──────── Texto apresentado ────────
Wilhiam Zitte, Jack Beng-Thi e Karl Kugel apresentam, cada um à sua maneira e através de uma obra comprometida, propostas de releitura do presente invadida por uma memória reconstruída e fértil.
Ao abordarem a questão da escravatura e do tráfico, os artistas da Reunião compõem com um substrato feito de silêncio e de vazio memorial que alimenta o conjunto da criação, gerando a necessidade não só de dizer, revelar e denunciar, mas também de reparar o corpo e restaurar a imagem para se reapropriar da história e reconstruir uma base comum. «Dar nome e construir com a memória que nos falta», escreve Patrick Chamoiseau .
De um modo geral, o ato artístico apresenta-se como um ato político de reconquista simbólica dos territórios espoliados pelo tráfico: a começar pelo corpo, na sua decadência e transcendência, a representação, o movimento, a língua, a palavra, mas também o elo que nos une a nós próprios, aos outros, aos territórios de origem e ao território da ilha. Também pode ser apresentado como um ato sagrado, fúnebre e ritualizado, que permite unir os mortos ao presente e elevar os desaparecidos ao estatuto de antepassados para se gerar uma resiliência coletiva.
──────── Linhas fornecidas ────────
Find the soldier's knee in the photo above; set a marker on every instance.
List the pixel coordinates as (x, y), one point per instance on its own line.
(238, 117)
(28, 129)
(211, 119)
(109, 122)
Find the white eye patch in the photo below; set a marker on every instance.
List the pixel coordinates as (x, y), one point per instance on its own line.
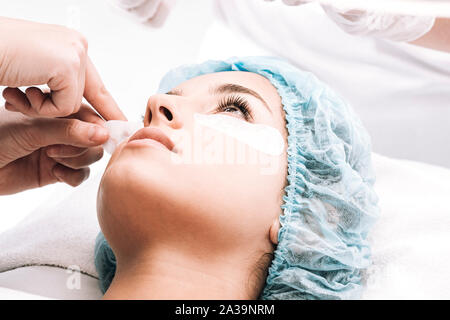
(118, 132)
(261, 137)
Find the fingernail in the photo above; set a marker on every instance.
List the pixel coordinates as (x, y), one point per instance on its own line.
(51, 152)
(58, 174)
(97, 133)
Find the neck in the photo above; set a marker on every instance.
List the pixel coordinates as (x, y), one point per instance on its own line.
(171, 275)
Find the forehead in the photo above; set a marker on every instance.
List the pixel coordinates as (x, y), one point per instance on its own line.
(202, 84)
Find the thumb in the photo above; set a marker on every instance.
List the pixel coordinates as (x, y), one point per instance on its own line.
(45, 132)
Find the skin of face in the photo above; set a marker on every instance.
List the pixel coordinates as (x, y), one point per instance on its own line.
(212, 217)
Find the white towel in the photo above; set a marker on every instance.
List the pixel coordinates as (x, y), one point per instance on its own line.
(62, 235)
(410, 242)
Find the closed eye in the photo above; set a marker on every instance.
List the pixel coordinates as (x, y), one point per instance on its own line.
(235, 104)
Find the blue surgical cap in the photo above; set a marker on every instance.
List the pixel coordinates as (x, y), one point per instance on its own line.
(329, 201)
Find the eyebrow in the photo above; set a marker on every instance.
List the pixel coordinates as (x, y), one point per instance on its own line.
(228, 88)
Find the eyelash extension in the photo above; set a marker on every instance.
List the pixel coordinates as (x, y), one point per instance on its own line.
(235, 101)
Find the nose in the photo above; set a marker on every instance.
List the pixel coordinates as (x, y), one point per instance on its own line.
(162, 109)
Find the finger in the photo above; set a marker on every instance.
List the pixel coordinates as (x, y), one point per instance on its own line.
(45, 132)
(97, 95)
(16, 99)
(63, 151)
(63, 99)
(72, 177)
(84, 160)
(87, 114)
(10, 107)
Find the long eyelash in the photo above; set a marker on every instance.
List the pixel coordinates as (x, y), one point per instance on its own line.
(238, 102)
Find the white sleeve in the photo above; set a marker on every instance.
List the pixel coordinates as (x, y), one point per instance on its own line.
(394, 27)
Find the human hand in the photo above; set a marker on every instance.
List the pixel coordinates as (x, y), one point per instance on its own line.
(42, 54)
(35, 152)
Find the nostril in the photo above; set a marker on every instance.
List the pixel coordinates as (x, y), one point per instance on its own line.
(166, 112)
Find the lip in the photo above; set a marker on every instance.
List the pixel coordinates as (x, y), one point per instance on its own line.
(153, 134)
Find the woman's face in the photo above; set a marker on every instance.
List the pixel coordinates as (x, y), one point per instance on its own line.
(201, 190)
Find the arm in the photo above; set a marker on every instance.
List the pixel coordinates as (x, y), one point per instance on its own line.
(438, 37)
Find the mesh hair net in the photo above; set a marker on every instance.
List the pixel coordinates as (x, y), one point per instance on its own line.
(329, 201)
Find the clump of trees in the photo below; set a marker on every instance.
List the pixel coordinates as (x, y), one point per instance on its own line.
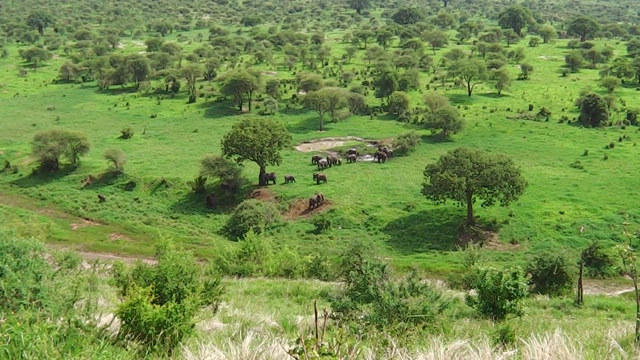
(49, 147)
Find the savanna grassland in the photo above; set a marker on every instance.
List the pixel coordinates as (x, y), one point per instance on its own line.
(160, 72)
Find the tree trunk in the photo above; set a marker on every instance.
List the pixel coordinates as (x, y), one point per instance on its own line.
(470, 219)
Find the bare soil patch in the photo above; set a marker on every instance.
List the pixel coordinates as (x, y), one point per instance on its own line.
(300, 209)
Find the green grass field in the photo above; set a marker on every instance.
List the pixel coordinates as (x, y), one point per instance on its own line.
(379, 203)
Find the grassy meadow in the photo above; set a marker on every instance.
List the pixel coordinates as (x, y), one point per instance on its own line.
(377, 202)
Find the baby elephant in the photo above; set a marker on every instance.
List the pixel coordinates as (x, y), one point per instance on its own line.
(320, 178)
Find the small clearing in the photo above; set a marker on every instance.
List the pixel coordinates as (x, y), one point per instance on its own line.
(300, 209)
(329, 143)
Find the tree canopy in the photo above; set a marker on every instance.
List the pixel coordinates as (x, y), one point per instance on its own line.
(258, 140)
(467, 175)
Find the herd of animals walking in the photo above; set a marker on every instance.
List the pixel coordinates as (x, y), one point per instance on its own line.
(381, 156)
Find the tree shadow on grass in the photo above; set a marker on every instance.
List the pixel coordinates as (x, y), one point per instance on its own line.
(427, 230)
(40, 178)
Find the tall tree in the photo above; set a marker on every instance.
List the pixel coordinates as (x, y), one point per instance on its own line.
(515, 17)
(256, 139)
(583, 26)
(239, 83)
(467, 175)
(359, 5)
(471, 71)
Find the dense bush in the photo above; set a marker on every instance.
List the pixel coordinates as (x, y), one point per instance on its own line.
(551, 273)
(160, 301)
(499, 292)
(254, 215)
(372, 298)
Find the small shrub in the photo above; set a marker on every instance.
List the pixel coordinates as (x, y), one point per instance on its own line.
(552, 273)
(253, 215)
(126, 133)
(499, 292)
(116, 158)
(599, 262)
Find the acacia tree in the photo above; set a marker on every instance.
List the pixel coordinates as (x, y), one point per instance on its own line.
(258, 140)
(583, 26)
(466, 175)
(326, 100)
(515, 17)
(471, 71)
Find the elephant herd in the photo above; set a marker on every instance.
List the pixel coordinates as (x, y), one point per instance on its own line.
(381, 156)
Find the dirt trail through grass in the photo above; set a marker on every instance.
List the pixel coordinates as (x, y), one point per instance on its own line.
(591, 287)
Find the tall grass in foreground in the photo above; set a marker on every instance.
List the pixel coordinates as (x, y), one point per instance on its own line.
(553, 345)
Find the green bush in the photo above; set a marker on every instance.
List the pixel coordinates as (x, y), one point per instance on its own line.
(252, 215)
(499, 292)
(405, 143)
(551, 273)
(598, 261)
(161, 300)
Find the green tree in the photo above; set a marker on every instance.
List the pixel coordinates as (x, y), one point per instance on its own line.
(399, 103)
(499, 293)
(594, 111)
(257, 140)
(40, 20)
(470, 71)
(466, 175)
(326, 100)
(386, 83)
(437, 39)
(446, 119)
(50, 146)
(225, 171)
(515, 17)
(610, 83)
(547, 32)
(583, 26)
(36, 55)
(574, 60)
(116, 158)
(190, 73)
(239, 83)
(501, 78)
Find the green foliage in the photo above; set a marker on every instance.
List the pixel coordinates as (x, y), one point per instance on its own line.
(228, 173)
(406, 143)
(116, 158)
(161, 301)
(257, 140)
(551, 273)
(499, 293)
(50, 146)
(251, 215)
(465, 175)
(594, 111)
(372, 298)
(599, 262)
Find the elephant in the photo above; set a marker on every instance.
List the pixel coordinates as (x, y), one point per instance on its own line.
(322, 164)
(320, 178)
(269, 177)
(316, 200)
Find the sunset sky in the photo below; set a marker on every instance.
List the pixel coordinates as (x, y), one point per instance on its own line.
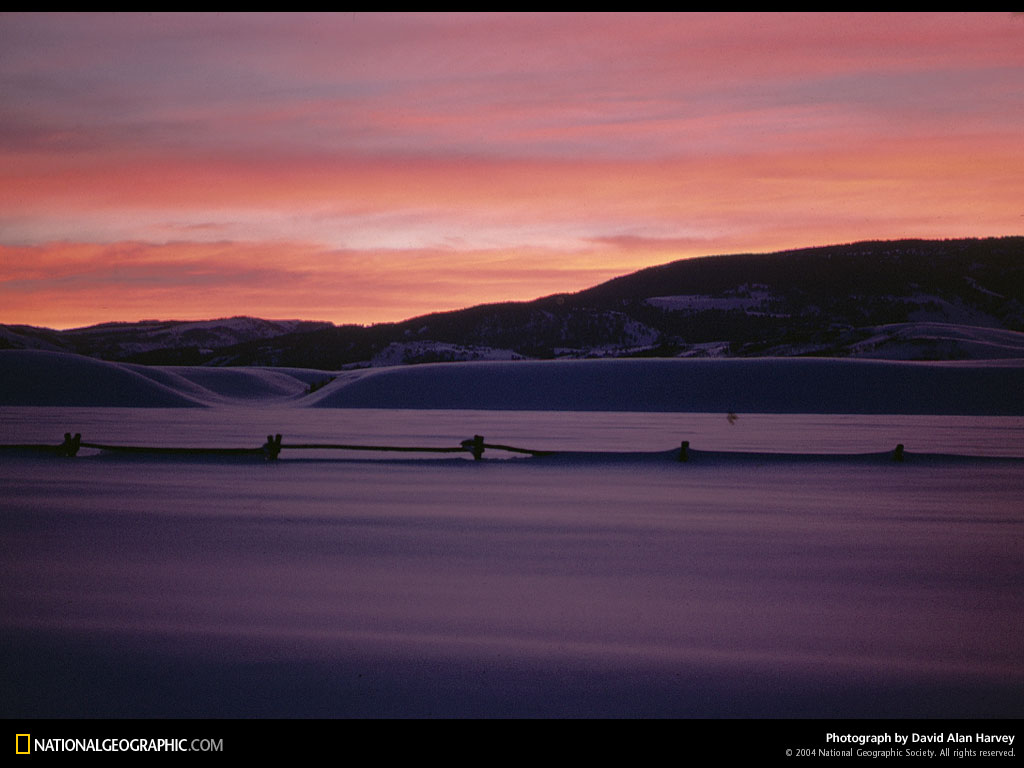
(360, 168)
────────
→ Tarefa solicitada 1:
No texto sobre os artistas da Reunião, quem escreve «Dar nome e construir com a memória que nos falta»?
→ Tarefa solicitada 2:
Reproduza o trecho do texto sobre os artistas da Reunião que começa em "Wilhiam Zitte, Jack" e termina em "reconstruída e fértil.".

→ Resolução proposta 1:
Patrick Chamoiseau.

→ Resolução proposta 2:
Wilhiam Zitte, Jack Beng-Thi e Karl Kugel apresentam, cada um à sua maneira e através de uma obra comprometida, propostas de releitura do presente invadida por uma memória reconstruída e fértil.